→ **DATA FOR THIS TASK**:
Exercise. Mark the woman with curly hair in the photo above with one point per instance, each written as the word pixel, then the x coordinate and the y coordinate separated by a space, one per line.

--

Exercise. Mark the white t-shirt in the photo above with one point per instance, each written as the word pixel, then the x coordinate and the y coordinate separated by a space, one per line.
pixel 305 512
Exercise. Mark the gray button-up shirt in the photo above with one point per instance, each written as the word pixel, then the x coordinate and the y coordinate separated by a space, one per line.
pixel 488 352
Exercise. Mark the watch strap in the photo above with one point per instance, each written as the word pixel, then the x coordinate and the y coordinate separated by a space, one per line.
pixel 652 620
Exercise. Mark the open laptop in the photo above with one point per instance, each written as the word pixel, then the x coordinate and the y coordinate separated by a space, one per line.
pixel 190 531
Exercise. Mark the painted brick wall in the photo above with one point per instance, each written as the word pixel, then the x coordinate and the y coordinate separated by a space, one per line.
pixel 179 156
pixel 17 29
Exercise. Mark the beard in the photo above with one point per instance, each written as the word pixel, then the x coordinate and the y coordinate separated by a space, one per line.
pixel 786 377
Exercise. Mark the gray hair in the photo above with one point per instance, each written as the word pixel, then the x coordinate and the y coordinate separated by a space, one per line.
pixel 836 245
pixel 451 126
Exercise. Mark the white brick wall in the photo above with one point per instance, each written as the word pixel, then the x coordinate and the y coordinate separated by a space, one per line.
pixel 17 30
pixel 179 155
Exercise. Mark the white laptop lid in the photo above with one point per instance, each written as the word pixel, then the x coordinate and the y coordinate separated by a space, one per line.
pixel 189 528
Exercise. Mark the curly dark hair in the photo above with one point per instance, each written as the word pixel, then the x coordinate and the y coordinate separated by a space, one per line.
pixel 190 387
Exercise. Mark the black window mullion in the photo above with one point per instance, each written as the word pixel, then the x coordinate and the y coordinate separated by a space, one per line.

→ **REQUEST**: Format the material from the line containing "Exercise. Mark the open" through the line containing "pixel 786 377", both included, as a Markdown table with the columns Row and Entry. Number each line and leave out any blank lines.

→ **RESULT OF THE EXERCISE**:
| Row | Entry |
|---|---|
| 1 | Exercise. Mark the open laptop in the photo above with one point per instance, each written as the word pixel, then the x coordinate and the y coordinate separated by a space, one per line. |
| 2 | pixel 190 531 |
| 3 | Exercise. Mark the painted brick wall in the photo above with one point per instance, each written as the word pixel, then the x coordinate and the y coordinate separated by a space, one per line. |
| 4 | pixel 179 156 |
| 5 | pixel 17 29 |
| 6 | Exercise. Mark the beard in the photo above with one point per instance, each written as the word pixel, then the x coordinate and the y coordinate separated by a space, one per line. |
| 7 | pixel 786 377 |